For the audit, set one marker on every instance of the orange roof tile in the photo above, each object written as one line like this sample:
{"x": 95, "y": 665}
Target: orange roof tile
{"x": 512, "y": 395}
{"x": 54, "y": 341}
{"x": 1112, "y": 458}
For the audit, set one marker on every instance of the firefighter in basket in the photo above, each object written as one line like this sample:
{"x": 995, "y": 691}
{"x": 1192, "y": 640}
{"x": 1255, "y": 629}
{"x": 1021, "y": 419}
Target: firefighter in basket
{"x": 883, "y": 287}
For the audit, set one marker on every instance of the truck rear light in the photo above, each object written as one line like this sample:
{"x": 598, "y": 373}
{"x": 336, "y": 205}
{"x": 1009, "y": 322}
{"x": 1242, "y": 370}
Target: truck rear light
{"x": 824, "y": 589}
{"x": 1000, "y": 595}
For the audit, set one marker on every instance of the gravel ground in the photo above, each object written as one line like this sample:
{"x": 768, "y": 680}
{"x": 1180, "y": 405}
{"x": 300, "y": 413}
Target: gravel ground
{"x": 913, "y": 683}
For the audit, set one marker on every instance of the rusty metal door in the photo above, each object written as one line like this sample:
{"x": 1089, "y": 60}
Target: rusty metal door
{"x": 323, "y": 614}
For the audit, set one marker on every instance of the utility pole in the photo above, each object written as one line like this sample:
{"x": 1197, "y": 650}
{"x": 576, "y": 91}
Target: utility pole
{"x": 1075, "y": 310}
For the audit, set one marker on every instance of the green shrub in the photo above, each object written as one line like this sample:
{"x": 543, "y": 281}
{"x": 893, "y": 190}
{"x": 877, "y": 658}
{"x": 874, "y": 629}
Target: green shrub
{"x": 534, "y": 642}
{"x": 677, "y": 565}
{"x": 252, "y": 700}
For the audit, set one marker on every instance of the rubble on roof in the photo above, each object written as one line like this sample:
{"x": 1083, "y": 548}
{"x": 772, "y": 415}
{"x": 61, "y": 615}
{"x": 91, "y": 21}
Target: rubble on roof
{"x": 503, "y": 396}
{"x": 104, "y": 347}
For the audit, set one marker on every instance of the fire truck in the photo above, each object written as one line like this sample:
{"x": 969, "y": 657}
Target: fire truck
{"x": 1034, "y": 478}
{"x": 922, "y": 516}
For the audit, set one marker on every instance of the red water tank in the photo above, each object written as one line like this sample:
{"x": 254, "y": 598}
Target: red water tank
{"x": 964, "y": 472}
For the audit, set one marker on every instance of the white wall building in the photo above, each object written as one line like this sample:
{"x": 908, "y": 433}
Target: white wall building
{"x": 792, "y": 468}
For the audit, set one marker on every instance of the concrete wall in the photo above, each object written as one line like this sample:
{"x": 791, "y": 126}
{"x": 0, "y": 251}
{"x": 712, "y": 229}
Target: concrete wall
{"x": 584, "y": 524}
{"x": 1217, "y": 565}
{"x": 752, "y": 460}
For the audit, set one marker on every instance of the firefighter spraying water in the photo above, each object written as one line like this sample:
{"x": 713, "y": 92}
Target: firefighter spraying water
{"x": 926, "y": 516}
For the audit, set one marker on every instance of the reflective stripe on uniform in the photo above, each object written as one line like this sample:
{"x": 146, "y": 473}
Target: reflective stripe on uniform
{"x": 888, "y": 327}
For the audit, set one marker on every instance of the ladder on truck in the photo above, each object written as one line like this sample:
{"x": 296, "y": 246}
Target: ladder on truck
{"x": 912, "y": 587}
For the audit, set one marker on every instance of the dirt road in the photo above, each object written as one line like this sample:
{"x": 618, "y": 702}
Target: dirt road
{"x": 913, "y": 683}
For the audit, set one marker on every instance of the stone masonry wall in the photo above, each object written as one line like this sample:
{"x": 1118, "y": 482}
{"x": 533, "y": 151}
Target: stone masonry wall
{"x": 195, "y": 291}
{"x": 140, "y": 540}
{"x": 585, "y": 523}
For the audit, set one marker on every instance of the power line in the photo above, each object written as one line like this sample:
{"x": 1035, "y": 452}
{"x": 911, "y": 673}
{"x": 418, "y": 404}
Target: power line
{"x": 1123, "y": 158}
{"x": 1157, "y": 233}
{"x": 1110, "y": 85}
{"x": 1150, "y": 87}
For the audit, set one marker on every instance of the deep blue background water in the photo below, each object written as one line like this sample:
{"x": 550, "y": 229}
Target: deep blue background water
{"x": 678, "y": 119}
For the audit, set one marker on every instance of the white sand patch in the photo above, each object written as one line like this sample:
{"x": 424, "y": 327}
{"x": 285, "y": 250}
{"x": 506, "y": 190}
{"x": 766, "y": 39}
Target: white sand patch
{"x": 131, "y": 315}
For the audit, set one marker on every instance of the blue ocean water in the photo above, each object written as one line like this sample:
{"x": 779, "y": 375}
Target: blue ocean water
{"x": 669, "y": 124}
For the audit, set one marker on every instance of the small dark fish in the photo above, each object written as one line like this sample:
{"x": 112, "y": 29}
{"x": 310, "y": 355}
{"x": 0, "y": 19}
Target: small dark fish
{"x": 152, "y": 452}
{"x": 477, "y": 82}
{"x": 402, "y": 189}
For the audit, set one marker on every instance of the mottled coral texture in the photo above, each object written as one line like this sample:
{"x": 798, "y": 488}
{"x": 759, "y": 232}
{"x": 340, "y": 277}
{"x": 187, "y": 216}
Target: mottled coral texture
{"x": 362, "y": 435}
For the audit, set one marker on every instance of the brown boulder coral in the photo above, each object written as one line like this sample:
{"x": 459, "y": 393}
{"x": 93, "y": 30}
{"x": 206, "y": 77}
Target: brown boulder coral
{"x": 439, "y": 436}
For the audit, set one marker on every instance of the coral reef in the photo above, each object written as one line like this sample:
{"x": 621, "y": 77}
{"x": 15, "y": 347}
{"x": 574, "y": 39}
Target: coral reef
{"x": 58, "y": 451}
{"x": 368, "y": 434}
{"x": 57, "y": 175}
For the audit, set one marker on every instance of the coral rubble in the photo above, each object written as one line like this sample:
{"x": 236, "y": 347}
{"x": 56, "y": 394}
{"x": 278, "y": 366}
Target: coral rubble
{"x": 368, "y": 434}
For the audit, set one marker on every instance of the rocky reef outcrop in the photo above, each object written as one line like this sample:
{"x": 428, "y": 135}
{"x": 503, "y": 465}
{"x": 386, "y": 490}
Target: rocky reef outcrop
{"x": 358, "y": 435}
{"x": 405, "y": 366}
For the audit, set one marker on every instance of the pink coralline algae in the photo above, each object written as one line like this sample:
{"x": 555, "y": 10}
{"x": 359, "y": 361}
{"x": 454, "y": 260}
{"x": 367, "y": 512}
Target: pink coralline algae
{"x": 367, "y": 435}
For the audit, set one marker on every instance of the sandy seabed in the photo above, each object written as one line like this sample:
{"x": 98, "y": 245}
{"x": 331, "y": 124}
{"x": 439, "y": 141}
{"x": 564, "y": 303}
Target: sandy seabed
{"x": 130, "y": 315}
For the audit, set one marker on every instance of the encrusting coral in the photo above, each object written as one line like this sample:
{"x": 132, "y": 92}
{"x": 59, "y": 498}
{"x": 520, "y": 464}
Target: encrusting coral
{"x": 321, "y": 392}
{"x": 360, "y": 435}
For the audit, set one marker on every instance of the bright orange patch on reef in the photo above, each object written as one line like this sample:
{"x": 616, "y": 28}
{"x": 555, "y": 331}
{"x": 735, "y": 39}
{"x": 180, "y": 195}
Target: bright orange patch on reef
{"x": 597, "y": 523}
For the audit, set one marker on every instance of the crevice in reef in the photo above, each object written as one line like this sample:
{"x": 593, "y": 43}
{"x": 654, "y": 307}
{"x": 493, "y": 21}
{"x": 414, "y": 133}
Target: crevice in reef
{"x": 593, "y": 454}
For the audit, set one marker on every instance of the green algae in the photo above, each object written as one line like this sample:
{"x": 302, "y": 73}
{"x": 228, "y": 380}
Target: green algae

··········

**Exercise instructions:**
Output the line that contains "of the rocky", followed by every later line in the listing, with no line omitted and none added.

**Problem solution:**
For the audit, set one marker on every instance of the rocky reef outcrop in the photo above, each object written as one line like this sample:
{"x": 428, "y": 135}
{"x": 503, "y": 465}
{"x": 386, "y": 490}
Target: rocky reef outcrop
{"x": 358, "y": 435}
{"x": 405, "y": 366}
For the audit, set one marker on every instance of the pink coralline algae in the photo above, each object written as one line like this sample:
{"x": 555, "y": 10}
{"x": 359, "y": 361}
{"x": 454, "y": 260}
{"x": 367, "y": 512}
Target: pink coralline algae
{"x": 367, "y": 435}
For the audit, set one marker on every instance of the sandy seabed in the photo above, each object written as one line like this sample:
{"x": 98, "y": 245}
{"x": 331, "y": 124}
{"x": 439, "y": 141}
{"x": 564, "y": 303}
Target: sandy seabed
{"x": 130, "y": 315}
For the audit, set one marker on every instance of the encrusting coral in the photo above, each object written as one line like this sample:
{"x": 132, "y": 92}
{"x": 59, "y": 498}
{"x": 520, "y": 464}
Target: encrusting coral
{"x": 321, "y": 392}
{"x": 360, "y": 435}
For the audit, set one marker on every instance of the bright orange patch on reef in the photo above, each object written as one line like this sample:
{"x": 616, "y": 28}
{"x": 555, "y": 331}
{"x": 735, "y": 39}
{"x": 180, "y": 195}
Target: bright orange patch on reef
{"x": 597, "y": 523}
For the audit, set one marker on every instance of the crevice in reef in the photo above, each object written as one line like this sample:
{"x": 593, "y": 43}
{"x": 654, "y": 307}
{"x": 493, "y": 21}
{"x": 414, "y": 133}
Target: crevice in reef
{"x": 593, "y": 454}
For the audit, set one marker on every instance of the green algae in the photo above, each object written as one line like this sample:
{"x": 302, "y": 73}
{"x": 228, "y": 380}
Target: green algae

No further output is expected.